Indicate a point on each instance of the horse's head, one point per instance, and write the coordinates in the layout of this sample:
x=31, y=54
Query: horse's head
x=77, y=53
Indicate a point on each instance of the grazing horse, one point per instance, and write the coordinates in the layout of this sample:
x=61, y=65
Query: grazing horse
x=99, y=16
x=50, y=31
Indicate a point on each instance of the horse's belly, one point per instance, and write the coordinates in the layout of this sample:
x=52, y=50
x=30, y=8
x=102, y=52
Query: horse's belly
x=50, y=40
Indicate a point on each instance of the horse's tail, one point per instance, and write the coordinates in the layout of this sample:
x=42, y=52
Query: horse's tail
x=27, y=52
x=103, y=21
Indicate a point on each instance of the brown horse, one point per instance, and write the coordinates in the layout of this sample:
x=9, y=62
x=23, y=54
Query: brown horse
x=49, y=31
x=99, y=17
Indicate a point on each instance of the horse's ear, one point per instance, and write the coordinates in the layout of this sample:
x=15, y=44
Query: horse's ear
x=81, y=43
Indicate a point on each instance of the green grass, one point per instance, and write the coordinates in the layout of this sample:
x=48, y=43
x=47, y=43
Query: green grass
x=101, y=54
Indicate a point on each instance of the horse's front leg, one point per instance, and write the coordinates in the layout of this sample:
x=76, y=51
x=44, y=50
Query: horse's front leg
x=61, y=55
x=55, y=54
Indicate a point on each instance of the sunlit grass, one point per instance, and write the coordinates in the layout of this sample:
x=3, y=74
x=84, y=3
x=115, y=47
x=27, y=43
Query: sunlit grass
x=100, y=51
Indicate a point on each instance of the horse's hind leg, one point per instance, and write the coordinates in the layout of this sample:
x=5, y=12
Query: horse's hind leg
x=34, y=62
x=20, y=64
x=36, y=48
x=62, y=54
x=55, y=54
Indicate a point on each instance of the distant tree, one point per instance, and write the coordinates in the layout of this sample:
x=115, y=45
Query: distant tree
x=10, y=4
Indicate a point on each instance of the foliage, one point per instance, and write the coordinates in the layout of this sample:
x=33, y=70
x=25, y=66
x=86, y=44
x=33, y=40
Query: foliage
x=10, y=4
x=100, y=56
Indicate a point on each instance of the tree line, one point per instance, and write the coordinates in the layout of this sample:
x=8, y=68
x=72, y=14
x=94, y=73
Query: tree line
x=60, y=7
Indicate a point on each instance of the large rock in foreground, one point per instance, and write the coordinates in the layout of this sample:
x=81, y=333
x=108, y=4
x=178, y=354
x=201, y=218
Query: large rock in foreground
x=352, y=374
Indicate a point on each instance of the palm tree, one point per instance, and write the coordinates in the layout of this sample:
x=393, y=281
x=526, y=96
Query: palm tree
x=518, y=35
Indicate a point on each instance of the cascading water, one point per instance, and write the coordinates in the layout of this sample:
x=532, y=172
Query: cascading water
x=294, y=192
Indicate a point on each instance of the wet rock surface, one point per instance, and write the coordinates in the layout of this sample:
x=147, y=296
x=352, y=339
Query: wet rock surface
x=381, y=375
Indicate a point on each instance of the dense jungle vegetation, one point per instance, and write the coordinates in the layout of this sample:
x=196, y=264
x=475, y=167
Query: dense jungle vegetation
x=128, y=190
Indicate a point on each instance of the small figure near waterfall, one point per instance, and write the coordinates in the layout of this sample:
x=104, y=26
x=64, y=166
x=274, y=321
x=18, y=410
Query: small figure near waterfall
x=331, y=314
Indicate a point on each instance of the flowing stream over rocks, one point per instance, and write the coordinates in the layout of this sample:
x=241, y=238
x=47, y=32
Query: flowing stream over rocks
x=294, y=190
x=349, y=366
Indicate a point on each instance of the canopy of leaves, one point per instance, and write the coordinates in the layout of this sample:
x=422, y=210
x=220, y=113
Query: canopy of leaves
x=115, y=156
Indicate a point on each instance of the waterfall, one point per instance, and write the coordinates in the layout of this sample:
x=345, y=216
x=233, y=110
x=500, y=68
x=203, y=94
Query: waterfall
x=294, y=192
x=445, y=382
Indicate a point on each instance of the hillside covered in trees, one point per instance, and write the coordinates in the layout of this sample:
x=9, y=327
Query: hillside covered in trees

- The request
Copy out all of the material above verbatim, leaving every line unchanged.

- Output below
Indicate a point on each instance of the horse's head, one point per instance, and write the coordinates in the layout of this sample:
x=31, y=54
Query: horse's head
x=77, y=53
Indicate a point on each instance of the grazing horse, one point per instance, and write the coordinates in the layout of this sample:
x=61, y=65
Query: grazing horse
x=99, y=16
x=50, y=31
Indicate a point on each instance of the horse's belly, one point per instance, and write the coordinates in the layout of this sample:
x=52, y=50
x=30, y=8
x=102, y=52
Query: horse's belly
x=50, y=40
Indicate a point on each instance of the horse's tail, one point per instance, and write the coordinates in the layout of this sample:
x=42, y=52
Query: horse's tail
x=27, y=52
x=103, y=21
Indicate a point on each instance of the brown horse, one point per instance, and write the coordinates in the layout of this sample:
x=9, y=62
x=23, y=54
Query: brown horse
x=49, y=31
x=99, y=17
Indicate a point on each instance of the horse's ear, one point per instance, and write the coordinates in the layout of this sample:
x=15, y=44
Query: horse's ear
x=81, y=43
Indicate a point on each instance of the green grass, one point per instance, and write the coordinates in the layout of this sample:
x=48, y=43
x=47, y=43
Query: green grass
x=101, y=54
Indicate a point on each instance of the horse's front leg, one point per instance, and write the coordinates in the layout of this sample:
x=76, y=51
x=44, y=50
Query: horse's front leg
x=61, y=55
x=55, y=54
Indicate a point on each instance of the sunlit grass, one point per instance, and write the coordinates in the layout of this sample:
x=3, y=74
x=84, y=3
x=115, y=47
x=27, y=43
Query: sunlit grass
x=100, y=51
Indicate a point on each instance of the horse's hind leg, one point per instance, and write the coordinates in the layout of this sample:
x=5, y=12
Query: horse's hind leg
x=34, y=62
x=20, y=64
x=36, y=48
x=62, y=54
x=55, y=54
Indicate a point on each instance of the distant tree, one point per instance, and write the coordinates in the layout of this sample:
x=115, y=45
Query: distant tree
x=10, y=4
Indicate a point on each instance of the foliage, one point per instance, and write the coordinates in the layout of this sample:
x=33, y=70
x=25, y=66
x=86, y=44
x=33, y=40
Query: foliage
x=10, y=4
x=100, y=56
Indicate a point on each instance of the tree line, one point per instance, and write the coordinates in the layout of this sample:
x=8, y=68
x=72, y=14
x=94, y=73
Query: tree line
x=60, y=7
Indicate a point on each instance of the large rock in foreground, one point per instance, and write the coordinates in the layout of this sample:
x=81, y=333
x=108, y=4
x=178, y=354
x=201, y=218
Query: large rock in foreground
x=352, y=374
Indicate a point on each instance of the palm tree, one point per instance, and write the coordinates in the layout of this sample:
x=393, y=281
x=526, y=96
Query: palm tree
x=518, y=35
Indicate a point on each instance of the cascading water, one point per instance, and write the coordinates in the layout of this sample:
x=532, y=172
Query: cascading water
x=294, y=192
Indicate a point on each instance of the wet rock surface, one point per instance, and write the coordinates in the layout of this sample:
x=147, y=296
x=352, y=339
Query: wet rock surface
x=381, y=375
Indicate a point on each instance of the dense jungle vegetation, one point per instance, and write the coordinates in the layout of this sample:
x=196, y=264
x=475, y=167
Query: dense jungle vegetation
x=128, y=190
Indicate a point on each instance of the small figure near waterfall, one point per instance, and write the coordinates in the layout of this sample:
x=104, y=26
x=64, y=166
x=274, y=321
x=18, y=410
Query: small figure near waterfall
x=331, y=314
Indicate a point on each instance of the flowing stream over rocks, one point per instance, and write the coordinates in the layout of this sample:
x=241, y=238
x=47, y=32
Query: flowing stream over rocks
x=294, y=190
x=349, y=366
Indicate a point on each instance of the canopy of leaves, one point per instance, and write the coordinates in the layout of this sample:
x=422, y=210
x=220, y=113
Query: canopy of leaves
x=115, y=156
Indicate a point on each instance of the waterfall, one point per instance, and write the coordinates in the layout of this sample:
x=345, y=216
x=233, y=110
x=500, y=68
x=203, y=94
Query: waterfall
x=294, y=192
x=445, y=382
Indicate a point on each instance of the hillside covered in trees, one point per instance, and write the coordinates in the layout of this sample:
x=9, y=327
Query: hillside covered in trees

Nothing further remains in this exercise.